Write out, exactly and in full, the records given below, but not their pictures.

+ + + + + + +

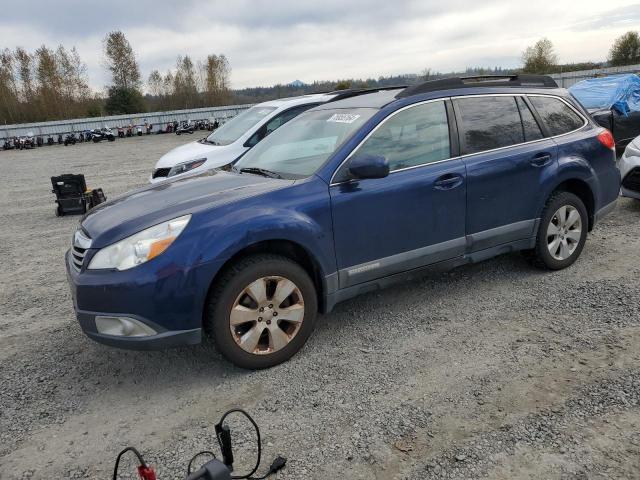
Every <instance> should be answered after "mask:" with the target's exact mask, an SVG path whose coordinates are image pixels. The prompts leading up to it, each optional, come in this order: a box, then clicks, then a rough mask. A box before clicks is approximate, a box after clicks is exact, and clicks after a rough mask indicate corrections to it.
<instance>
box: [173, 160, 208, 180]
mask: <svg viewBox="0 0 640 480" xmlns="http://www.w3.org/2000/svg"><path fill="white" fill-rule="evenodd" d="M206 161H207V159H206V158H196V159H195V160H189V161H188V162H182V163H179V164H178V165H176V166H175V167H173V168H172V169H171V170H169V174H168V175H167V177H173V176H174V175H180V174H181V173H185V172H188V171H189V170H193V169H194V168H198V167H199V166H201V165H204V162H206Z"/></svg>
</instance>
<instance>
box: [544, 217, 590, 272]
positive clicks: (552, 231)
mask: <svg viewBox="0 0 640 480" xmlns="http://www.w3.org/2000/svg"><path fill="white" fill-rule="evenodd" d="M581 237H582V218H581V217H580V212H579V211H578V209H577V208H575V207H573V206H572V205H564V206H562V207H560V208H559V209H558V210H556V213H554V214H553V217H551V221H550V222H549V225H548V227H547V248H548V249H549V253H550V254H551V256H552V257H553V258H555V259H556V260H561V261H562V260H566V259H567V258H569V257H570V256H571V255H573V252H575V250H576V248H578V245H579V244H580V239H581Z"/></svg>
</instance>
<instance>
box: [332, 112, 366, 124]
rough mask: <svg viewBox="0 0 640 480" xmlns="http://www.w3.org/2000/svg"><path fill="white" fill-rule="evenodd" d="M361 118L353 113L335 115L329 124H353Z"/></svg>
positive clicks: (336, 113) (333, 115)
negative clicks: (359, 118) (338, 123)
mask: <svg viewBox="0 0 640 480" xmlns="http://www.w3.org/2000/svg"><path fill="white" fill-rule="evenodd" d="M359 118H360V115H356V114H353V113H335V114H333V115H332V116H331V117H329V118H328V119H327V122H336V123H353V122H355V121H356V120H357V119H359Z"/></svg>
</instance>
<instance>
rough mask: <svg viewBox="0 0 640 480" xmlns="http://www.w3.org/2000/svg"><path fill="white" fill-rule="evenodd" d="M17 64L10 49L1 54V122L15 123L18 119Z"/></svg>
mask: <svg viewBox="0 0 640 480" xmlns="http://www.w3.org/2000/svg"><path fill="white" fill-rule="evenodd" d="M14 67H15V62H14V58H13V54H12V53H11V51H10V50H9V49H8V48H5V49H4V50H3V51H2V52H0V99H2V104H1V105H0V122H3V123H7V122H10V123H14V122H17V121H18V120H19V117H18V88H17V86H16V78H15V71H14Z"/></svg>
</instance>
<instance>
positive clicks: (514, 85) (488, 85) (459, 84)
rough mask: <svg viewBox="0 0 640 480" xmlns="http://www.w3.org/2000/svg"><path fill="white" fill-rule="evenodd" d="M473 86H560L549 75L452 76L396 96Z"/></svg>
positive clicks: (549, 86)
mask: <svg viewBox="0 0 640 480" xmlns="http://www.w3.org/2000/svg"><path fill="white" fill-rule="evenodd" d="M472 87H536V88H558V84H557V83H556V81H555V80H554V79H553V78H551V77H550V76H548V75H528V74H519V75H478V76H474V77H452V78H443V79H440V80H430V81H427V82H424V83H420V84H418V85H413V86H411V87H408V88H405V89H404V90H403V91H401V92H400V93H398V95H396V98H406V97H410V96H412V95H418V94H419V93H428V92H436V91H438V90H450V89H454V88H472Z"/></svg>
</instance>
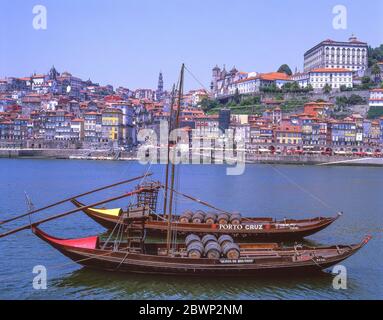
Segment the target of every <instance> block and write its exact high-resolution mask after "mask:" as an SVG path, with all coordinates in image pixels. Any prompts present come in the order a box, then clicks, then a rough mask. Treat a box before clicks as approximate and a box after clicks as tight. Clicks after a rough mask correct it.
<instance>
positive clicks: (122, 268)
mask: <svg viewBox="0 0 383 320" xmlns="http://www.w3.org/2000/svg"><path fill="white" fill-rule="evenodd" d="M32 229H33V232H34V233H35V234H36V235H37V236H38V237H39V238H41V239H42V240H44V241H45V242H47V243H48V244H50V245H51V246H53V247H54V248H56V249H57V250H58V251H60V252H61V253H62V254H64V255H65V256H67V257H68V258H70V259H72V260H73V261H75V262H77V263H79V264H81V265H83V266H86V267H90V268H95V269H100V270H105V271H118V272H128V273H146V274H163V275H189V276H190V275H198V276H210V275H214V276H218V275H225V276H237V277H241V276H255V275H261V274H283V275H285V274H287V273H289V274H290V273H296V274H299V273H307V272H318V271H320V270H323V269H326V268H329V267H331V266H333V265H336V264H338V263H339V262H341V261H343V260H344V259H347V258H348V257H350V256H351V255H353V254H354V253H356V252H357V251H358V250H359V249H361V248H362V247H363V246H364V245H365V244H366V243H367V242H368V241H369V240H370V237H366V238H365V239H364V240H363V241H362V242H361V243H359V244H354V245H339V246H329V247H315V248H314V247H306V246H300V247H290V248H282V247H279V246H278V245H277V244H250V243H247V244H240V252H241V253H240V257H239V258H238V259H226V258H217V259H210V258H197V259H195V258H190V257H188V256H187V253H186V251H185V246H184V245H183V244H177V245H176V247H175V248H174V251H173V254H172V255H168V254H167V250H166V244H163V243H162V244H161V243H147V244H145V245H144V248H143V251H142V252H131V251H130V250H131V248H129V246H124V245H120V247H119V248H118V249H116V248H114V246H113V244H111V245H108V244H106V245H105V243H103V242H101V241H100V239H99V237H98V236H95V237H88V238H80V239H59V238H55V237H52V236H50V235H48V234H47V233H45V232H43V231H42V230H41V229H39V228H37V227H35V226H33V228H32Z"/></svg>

+ + + + + + +

- _Your solution_:
Every <instance> should be answered after "mask:" with the target's exact mask, an SVG path whose coordinates are image pixels. The prompts leading up to it, each optional, come in this order: a box, then clicks, then a rough mask. A box before clicks is approximate, a box after clicks is exact, and clicks after a rough mask indicate corrections to it.
<instance>
box: [173, 160, 208, 180]
mask: <svg viewBox="0 0 640 480" xmlns="http://www.w3.org/2000/svg"><path fill="white" fill-rule="evenodd" d="M206 161H207V159H206V158H196V159H195V160H189V161H188V162H182V163H179V164H178V165H176V166H175V167H173V168H172V169H171V170H169V174H168V175H167V177H173V176H174V175H180V174H181V173H185V172H188V171H189V170H193V169H194V168H198V167H199V166H201V165H204V162H206Z"/></svg>
</instance>
<instance>
box: [544, 217, 590, 272]
positive clicks: (552, 231)
mask: <svg viewBox="0 0 640 480" xmlns="http://www.w3.org/2000/svg"><path fill="white" fill-rule="evenodd" d="M581 237H582V218H581V217H580V212H579V211H578V209H577V208H575V207H573V206H572V205H564V206H562V207H560V208H559V209H558V210H556V213H554V214H553V217H551V221H550V222H549V225H548V227H547V248H548V249H549V253H550V254H551V256H552V257H553V258H555V259H556V260H561V261H562V260H566V259H567V258H569V257H570V256H571V255H573V252H575V250H576V248H578V245H579V244H580V239H581Z"/></svg>
</instance>
<instance>
box: [332, 112, 366, 124]
rough mask: <svg viewBox="0 0 640 480" xmlns="http://www.w3.org/2000/svg"><path fill="white" fill-rule="evenodd" d="M361 118L353 113L335 115L329 124H353Z"/></svg>
positive clicks: (336, 113) (333, 115)
negative clicks: (359, 118) (338, 123)
mask: <svg viewBox="0 0 640 480" xmlns="http://www.w3.org/2000/svg"><path fill="white" fill-rule="evenodd" d="M359 118H360V115H356V114H353V113H335V114H333V115H332V116H331V117H329V118H328V119H327V122H336V123H353V122H355V121H356V120H357V119H359Z"/></svg>
</instance>
<instance>
rough mask: <svg viewBox="0 0 640 480" xmlns="http://www.w3.org/2000/svg"><path fill="white" fill-rule="evenodd" d="M17 64L10 49L1 54V122L15 123L18 119Z"/></svg>
mask: <svg viewBox="0 0 640 480" xmlns="http://www.w3.org/2000/svg"><path fill="white" fill-rule="evenodd" d="M14 67H15V62H14V58H13V54H12V53H11V51H10V50H9V49H8V48H5V49H4V50H3V51H2V52H0V99H2V104H1V105H0V122H3V123H7V122H10V123H14V122H17V121H18V120H19V117H18V88H17V86H16V78H15V71H14Z"/></svg>
</instance>
<instance>
positive clicks: (514, 85) (488, 85) (459, 84)
rough mask: <svg viewBox="0 0 640 480" xmlns="http://www.w3.org/2000/svg"><path fill="white" fill-rule="evenodd" d="M473 86H560L549 75L452 76L396 96Z"/></svg>
positive clicks: (549, 86)
mask: <svg viewBox="0 0 640 480" xmlns="http://www.w3.org/2000/svg"><path fill="white" fill-rule="evenodd" d="M472 87H536V88H558V84H557V83H556V81H555V80H554V79H553V78H551V77H550V76H548V75H528V74H519V75H478V76H474V77H452V78H443V79H440V80H430V81H427V82H424V83H420V84H418V85H413V86H411V87H408V88H405V89H404V90H403V91H401V92H400V93H398V95H396V98H406V97H410V96H412V95H418V94H419V93H428V92H436V91H438V90H450V89H454V88H472Z"/></svg>
</instance>
Segment the target of every <instance> block and write its exact high-resolution mask after "mask:" as an SVG path, with all coordinates in image pixels. Any prompts present come in the order a box, then clicks, then a rough mask. Treat a box before clicks as approximate and a box after clicks as tight. Clicks after a rough mask correct it.
<instance>
positive clicks: (122, 268)
mask: <svg viewBox="0 0 383 320" xmlns="http://www.w3.org/2000/svg"><path fill="white" fill-rule="evenodd" d="M32 229H33V232H34V233H35V234H36V235H37V236H38V237H39V238H41V239H42V240H44V241H45V242H47V243H48V244H50V245H51V246H53V247H54V248H56V249H57V250H58V251H60V252H61V253H62V254H64V255H65V256H67V257H68V258H70V259H72V260H73V261H75V262H77V263H79V264H81V265H83V266H86V267H90V268H95V269H100V270H105V271H118V272H128V273H146V274H163V275H189V276H190V275H198V276H210V275H214V276H218V275H225V276H237V277H241V276H255V275H261V274H283V275H285V274H287V273H289V274H290V273H296V274H299V273H307V272H318V271H320V270H323V269H326V268H329V267H331V266H333V265H336V264H338V263H339V262H341V261H343V260H344V259H347V258H348V257H350V256H351V255H353V254H354V253H356V252H357V251H358V250H359V249H361V248H362V247H363V246H364V245H365V244H366V243H367V242H368V241H369V240H370V237H366V238H365V239H364V240H363V241H362V242H361V243H359V244H354V245H339V246H329V247H315V248H314V247H306V246H300V247H290V248H282V247H279V246H278V245H277V244H250V243H247V244H240V252H241V253H240V257H239V258H238V259H226V258H217V259H210V258H197V259H195V258H190V257H188V256H187V253H186V251H185V246H184V245H183V244H177V245H176V247H175V248H174V251H173V254H172V255H168V254H167V250H166V244H163V243H162V244H161V243H147V244H145V245H144V248H143V251H142V252H131V251H130V250H131V248H129V246H124V245H120V247H119V248H118V249H116V248H114V246H113V244H111V245H108V244H106V245H105V243H103V242H101V241H100V239H99V237H98V236H95V237H88V238H80V239H59V238H55V237H52V236H50V235H48V234H47V233H45V232H43V231H42V230H41V229H39V228H37V227H35V226H33V228H32Z"/></svg>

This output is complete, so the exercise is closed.